* INPUT DATA
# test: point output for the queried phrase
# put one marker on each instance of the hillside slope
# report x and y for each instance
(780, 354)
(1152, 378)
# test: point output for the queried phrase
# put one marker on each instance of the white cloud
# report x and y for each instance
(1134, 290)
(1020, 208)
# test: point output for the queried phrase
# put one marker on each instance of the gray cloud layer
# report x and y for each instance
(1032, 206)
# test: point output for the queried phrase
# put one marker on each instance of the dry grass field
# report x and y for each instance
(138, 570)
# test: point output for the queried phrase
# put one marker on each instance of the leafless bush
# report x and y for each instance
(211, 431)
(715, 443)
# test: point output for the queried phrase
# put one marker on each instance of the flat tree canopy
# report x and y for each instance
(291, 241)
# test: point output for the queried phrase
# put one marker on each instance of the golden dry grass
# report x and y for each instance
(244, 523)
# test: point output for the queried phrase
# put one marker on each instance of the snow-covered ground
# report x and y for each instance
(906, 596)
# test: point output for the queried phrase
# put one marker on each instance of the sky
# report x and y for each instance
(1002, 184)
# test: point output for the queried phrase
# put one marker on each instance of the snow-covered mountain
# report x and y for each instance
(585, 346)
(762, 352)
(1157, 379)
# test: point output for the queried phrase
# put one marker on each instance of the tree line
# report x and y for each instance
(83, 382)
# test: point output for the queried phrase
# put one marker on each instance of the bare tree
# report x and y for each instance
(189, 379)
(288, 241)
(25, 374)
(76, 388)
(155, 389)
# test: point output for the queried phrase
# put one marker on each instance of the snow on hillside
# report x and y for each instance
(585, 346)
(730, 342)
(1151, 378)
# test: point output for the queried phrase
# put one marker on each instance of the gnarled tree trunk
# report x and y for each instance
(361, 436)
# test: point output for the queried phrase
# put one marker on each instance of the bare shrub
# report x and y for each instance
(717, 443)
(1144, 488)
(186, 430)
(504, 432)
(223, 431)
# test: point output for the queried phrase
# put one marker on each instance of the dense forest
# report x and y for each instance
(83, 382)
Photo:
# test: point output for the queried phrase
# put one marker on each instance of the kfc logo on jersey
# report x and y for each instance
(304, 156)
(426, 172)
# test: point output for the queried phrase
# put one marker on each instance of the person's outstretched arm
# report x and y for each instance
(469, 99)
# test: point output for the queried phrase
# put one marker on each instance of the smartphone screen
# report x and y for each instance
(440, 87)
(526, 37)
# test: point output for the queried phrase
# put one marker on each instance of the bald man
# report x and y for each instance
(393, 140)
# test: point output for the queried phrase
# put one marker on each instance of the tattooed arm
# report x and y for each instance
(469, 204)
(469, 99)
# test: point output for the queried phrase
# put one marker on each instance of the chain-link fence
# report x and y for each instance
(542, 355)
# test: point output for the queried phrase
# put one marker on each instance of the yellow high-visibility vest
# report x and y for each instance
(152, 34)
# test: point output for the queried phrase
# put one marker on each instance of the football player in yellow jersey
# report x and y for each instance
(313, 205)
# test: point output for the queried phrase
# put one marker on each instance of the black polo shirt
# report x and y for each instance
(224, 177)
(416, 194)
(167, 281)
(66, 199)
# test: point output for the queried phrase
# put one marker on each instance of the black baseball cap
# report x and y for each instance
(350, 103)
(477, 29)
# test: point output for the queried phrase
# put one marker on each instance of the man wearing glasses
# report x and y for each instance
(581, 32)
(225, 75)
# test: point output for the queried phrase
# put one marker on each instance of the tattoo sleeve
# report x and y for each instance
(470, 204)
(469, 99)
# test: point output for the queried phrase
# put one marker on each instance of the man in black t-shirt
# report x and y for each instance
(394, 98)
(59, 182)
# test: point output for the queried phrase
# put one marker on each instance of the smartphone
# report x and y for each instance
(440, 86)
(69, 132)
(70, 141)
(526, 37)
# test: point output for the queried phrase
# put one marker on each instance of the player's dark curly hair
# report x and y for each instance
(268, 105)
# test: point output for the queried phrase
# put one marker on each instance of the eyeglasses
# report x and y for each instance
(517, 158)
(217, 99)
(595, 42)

* SHORT EXERCISE
Pull out each line in the items above that contains the word "snow". Only matches with the same capitalization count.

* THE ANSWER
# put one marker on each instance of the snow-covered ground
# put one marker on each instance of the snow-covered mountain
# put one marker on each instance of the snow on hillside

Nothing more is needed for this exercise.